Instructions for the task. Copy out all of the material below word for word, omitting the pictures from your reply.

── Entries supplied

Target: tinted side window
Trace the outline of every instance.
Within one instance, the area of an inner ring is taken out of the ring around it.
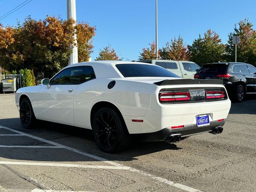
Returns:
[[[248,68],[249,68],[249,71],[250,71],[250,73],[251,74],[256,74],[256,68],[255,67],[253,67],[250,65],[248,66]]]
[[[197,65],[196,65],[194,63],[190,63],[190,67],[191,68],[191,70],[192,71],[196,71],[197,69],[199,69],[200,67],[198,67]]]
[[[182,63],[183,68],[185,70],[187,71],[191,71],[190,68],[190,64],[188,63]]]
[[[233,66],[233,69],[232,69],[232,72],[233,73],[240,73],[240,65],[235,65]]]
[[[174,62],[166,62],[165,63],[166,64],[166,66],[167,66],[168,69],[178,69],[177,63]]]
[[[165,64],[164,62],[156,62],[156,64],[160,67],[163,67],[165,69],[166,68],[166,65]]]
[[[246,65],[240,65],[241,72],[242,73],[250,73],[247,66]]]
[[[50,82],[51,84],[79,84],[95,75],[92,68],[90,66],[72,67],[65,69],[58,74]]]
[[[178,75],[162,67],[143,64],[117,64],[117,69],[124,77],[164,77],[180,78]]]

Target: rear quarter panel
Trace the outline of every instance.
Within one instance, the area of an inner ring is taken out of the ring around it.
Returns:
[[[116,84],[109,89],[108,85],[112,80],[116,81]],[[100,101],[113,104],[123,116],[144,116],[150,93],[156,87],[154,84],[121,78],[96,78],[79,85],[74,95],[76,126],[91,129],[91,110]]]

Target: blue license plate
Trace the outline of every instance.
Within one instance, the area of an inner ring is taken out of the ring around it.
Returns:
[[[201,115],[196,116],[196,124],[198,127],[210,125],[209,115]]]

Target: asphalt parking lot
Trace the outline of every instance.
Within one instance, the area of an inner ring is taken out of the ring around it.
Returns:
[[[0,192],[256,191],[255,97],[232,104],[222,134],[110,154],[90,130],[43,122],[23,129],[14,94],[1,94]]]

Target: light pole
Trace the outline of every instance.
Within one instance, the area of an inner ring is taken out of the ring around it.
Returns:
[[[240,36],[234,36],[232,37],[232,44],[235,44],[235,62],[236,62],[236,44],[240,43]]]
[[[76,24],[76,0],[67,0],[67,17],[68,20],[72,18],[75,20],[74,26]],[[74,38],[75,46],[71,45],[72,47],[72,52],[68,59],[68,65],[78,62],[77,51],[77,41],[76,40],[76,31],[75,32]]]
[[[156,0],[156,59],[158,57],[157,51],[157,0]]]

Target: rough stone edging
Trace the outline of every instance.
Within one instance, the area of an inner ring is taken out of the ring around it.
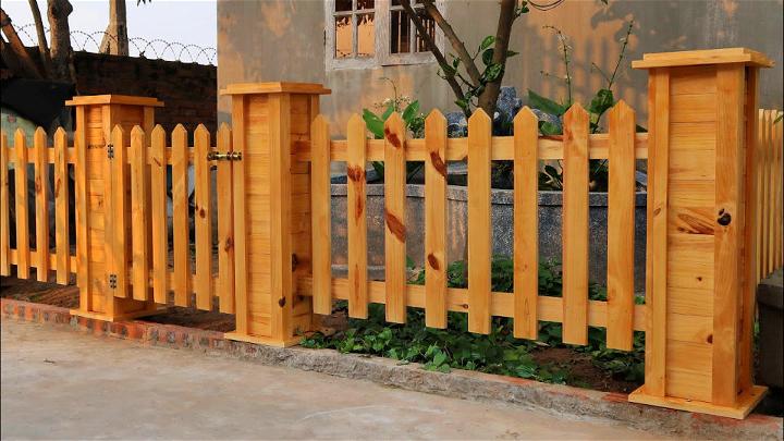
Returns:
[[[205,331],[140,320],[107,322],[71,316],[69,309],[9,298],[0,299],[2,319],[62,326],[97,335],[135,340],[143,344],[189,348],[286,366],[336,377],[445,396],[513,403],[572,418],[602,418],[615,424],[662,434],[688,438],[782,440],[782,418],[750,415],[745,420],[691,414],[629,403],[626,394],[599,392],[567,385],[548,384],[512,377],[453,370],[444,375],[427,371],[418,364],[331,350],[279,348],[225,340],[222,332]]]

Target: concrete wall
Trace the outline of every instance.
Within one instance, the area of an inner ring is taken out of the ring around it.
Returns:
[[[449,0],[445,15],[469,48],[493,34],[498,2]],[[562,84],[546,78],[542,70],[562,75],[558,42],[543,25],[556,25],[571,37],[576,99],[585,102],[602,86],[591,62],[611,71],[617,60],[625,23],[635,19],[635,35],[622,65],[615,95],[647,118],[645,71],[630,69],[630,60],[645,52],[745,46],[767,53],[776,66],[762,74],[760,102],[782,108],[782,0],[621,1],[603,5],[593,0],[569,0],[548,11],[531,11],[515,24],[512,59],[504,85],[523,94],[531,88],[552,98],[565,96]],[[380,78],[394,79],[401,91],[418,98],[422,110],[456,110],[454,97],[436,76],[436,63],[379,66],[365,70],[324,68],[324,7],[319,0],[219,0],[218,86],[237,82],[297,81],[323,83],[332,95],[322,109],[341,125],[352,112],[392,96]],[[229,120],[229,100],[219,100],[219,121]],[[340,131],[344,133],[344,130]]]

────

Reply to the exercise.
Target: tinted side window
Trace the outline of every instance.
Within one instance, the area of an inner ring is taken out of the ring around it.
Returns:
[[[248,68],[249,68],[249,71],[250,71],[250,73],[251,74],[256,74],[256,68],[255,67],[253,67],[250,65],[248,66]]]
[[[197,65],[196,65],[194,63],[190,63],[190,67],[191,68],[191,70],[192,71],[196,71],[197,69],[199,69],[200,67],[198,67]]]
[[[182,63],[183,68],[185,70],[187,71],[191,71],[190,68],[190,64],[188,63]]]
[[[233,66],[233,69],[232,69],[232,72],[233,73],[240,73],[240,65],[235,65]]]
[[[174,62],[166,62],[165,63],[166,64],[166,66],[167,66],[168,69],[178,69],[177,63]]]
[[[165,64],[164,62],[156,62],[156,64],[160,67],[163,67],[165,69],[166,68],[166,65]]]
[[[246,65],[240,65],[241,72],[242,73],[250,73],[247,66]]]
[[[50,82],[51,84],[79,84],[95,75],[92,68],[90,66],[72,67],[65,69],[58,74]]]
[[[178,75],[162,67],[143,64],[117,64],[117,69],[124,77],[164,77],[180,78]]]

Target: rear quarter panel
Trace the outline of every instance.
Within one instance, the area of an inner ring is taken out of the ring around it.
Returns:
[[[116,84],[109,89],[108,85],[112,80],[116,81]],[[100,101],[113,104],[123,116],[144,116],[150,93],[156,87],[154,84],[121,78],[96,78],[79,85],[74,95],[76,126],[91,129],[91,110]]]

Target: blue license plate
Trace the outline of every instance.
Within one instance, the area of an inner ring is taken out of the ring around it.
Returns:
[[[201,115],[196,116],[196,124],[198,127],[210,125],[209,115]]]

Target: asphalt parking lot
Trace the outline of every instance.
Within one instance, the area of an inner ring is taken out of the ring around it.
Returns:
[[[0,192],[256,191],[255,97],[232,104],[222,134],[110,154],[90,130],[43,122],[23,129],[14,94],[1,94]]]

Target: light pole
Trace the outline of every instance.
Within one instance, the area of an inner ring is taken out of the ring around it.
Returns:
[[[240,36],[234,36],[232,37],[232,44],[235,44],[235,62],[236,62],[236,44],[240,43]]]
[[[76,24],[76,0],[67,0],[67,17],[68,20],[72,18],[75,20],[74,26]],[[74,38],[75,46],[71,45],[72,47],[72,52],[68,59],[68,65],[78,62],[77,51],[77,41],[76,40],[76,31],[75,32]]]
[[[156,0],[156,59],[158,57],[157,51],[157,0]]]

Target: rough stone edging
Trace the outline of every instance.
Within one instance, the area of an inner ring is taken out of the ring around it.
Returns:
[[[205,331],[140,320],[107,322],[71,316],[69,309],[9,298],[0,299],[2,319],[62,326],[97,335],[135,340],[143,344],[189,348],[286,366],[336,377],[445,396],[513,403],[572,418],[602,418],[615,424],[662,434],[688,438],[782,440],[782,418],[750,415],[745,420],[691,414],[629,403],[626,394],[599,392],[567,385],[548,384],[512,377],[453,370],[444,375],[427,371],[418,364],[331,350],[279,348],[225,340],[222,332]]]

Target: concrete wall
Trace the outline of every instance.
Within one instance, the area of an inner ring is taken out of the ring around it.
Returns:
[[[449,0],[445,15],[469,48],[493,34],[498,2]],[[562,84],[546,78],[542,70],[562,75],[558,42],[543,25],[556,25],[571,37],[576,99],[585,102],[602,86],[591,62],[611,71],[617,60],[625,23],[635,19],[635,35],[622,65],[615,95],[647,118],[645,71],[630,69],[630,60],[645,52],[745,46],[767,53],[776,66],[762,74],[760,102],[782,108],[782,0],[621,1],[603,5],[593,0],[569,0],[548,11],[531,11],[515,24],[512,59],[504,85],[523,94],[531,88],[552,98],[565,96]],[[380,78],[394,79],[401,91],[418,98],[422,110],[456,110],[454,97],[436,76],[436,63],[379,66],[365,70],[324,68],[324,7],[319,0],[219,0],[218,86],[237,82],[297,81],[323,83],[332,95],[322,109],[341,125],[352,112],[392,96]],[[229,120],[229,100],[219,100],[219,121]],[[340,131],[344,133],[344,130]]]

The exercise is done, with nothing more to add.